Instructions for the task
Working from the line that contains "Target: wooden bench" down to the last line below, repeat each line exactly.

BEGIN Provided information

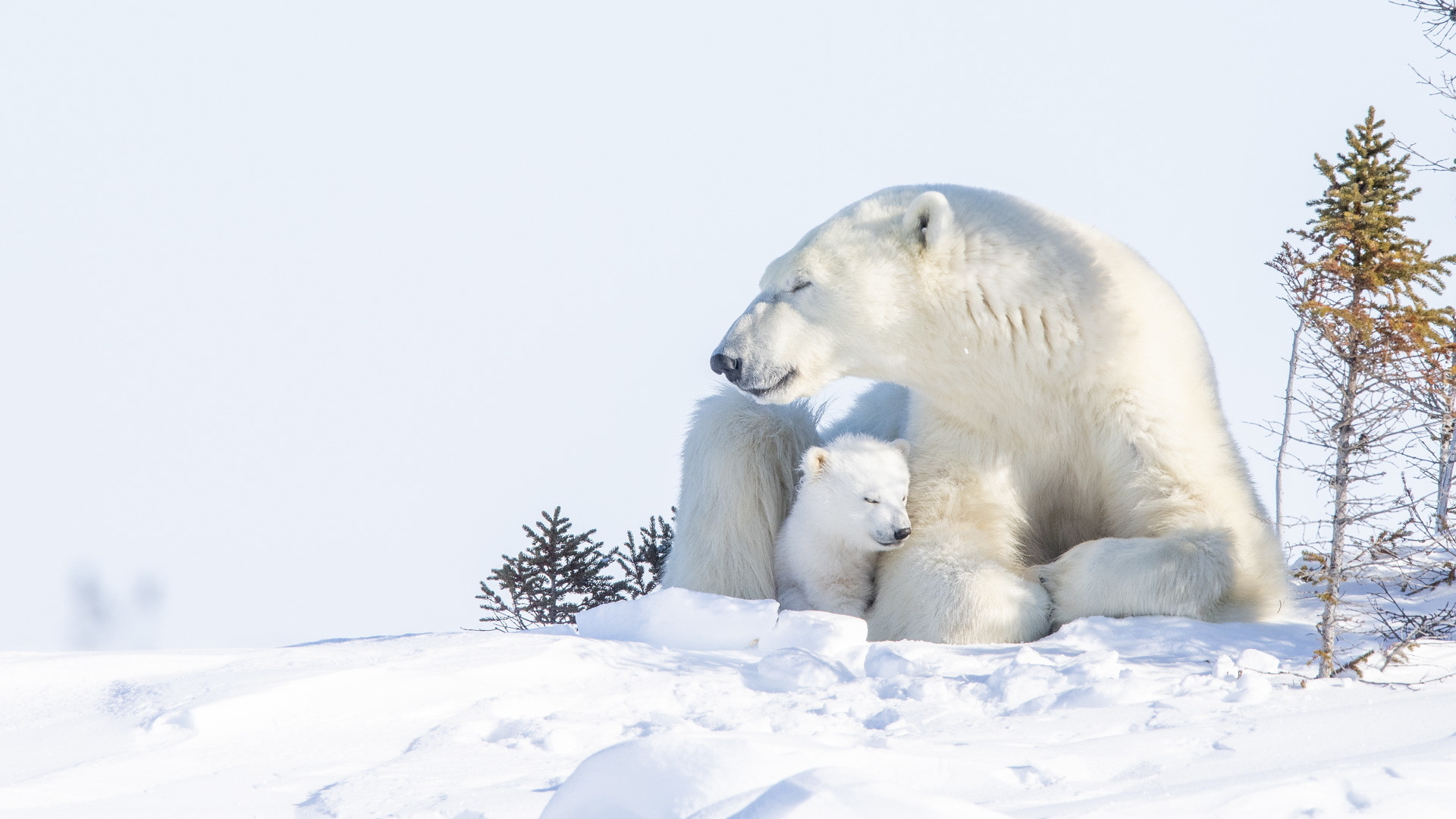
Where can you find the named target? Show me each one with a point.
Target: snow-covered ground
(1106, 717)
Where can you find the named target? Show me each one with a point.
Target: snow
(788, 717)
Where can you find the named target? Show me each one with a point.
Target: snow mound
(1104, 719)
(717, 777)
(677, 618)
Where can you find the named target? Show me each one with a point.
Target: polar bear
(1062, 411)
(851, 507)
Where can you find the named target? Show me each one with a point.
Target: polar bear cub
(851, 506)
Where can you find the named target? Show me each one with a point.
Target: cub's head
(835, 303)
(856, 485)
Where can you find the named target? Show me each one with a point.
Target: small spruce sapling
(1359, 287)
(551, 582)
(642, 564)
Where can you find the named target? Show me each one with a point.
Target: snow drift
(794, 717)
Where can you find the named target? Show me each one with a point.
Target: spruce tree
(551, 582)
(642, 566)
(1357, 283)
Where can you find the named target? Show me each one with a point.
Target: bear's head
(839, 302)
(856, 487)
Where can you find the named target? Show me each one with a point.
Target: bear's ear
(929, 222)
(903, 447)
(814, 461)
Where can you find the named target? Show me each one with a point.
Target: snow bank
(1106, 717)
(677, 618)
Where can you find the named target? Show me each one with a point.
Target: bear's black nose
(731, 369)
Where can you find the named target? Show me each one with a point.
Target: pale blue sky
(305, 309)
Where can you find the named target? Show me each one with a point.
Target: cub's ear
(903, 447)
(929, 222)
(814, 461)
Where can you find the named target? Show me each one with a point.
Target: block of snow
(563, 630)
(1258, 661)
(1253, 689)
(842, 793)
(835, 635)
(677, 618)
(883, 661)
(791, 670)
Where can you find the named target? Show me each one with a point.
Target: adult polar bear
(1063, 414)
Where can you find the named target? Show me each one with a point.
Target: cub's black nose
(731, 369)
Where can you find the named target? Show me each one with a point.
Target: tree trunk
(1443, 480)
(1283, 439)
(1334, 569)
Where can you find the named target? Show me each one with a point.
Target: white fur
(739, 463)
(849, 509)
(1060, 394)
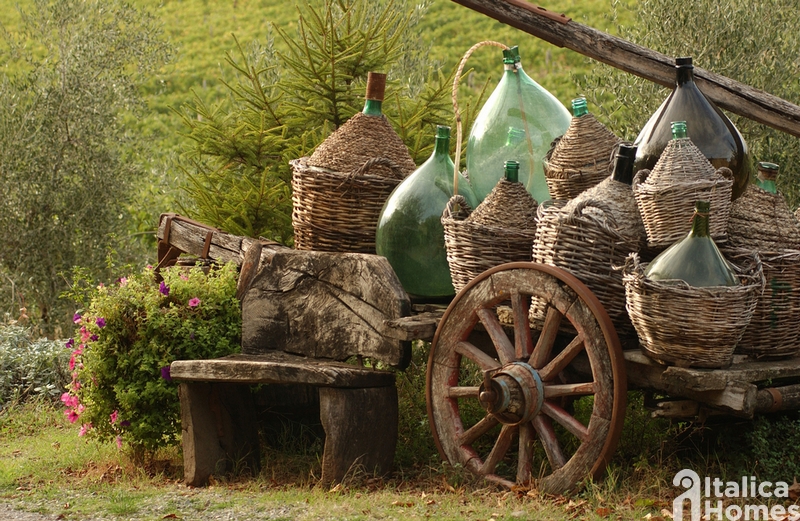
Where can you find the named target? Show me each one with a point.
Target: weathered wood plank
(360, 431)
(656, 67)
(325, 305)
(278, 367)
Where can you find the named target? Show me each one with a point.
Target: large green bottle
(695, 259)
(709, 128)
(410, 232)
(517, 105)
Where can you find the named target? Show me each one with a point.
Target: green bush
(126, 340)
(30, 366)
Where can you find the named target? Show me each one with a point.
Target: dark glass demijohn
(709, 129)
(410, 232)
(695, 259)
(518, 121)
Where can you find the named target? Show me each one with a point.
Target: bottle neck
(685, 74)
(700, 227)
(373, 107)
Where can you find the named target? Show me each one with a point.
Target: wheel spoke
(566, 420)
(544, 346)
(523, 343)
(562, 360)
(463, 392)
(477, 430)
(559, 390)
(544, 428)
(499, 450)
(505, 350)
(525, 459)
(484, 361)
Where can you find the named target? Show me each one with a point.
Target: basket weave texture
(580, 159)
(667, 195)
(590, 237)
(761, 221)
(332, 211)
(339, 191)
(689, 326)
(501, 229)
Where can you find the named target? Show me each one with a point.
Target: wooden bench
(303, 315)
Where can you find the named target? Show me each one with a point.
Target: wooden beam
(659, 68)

END Provided information

Task result
Target: wooden bench
(303, 315)
Where can you find the named target? Show me each one with a point.
Target: wooden beam
(659, 68)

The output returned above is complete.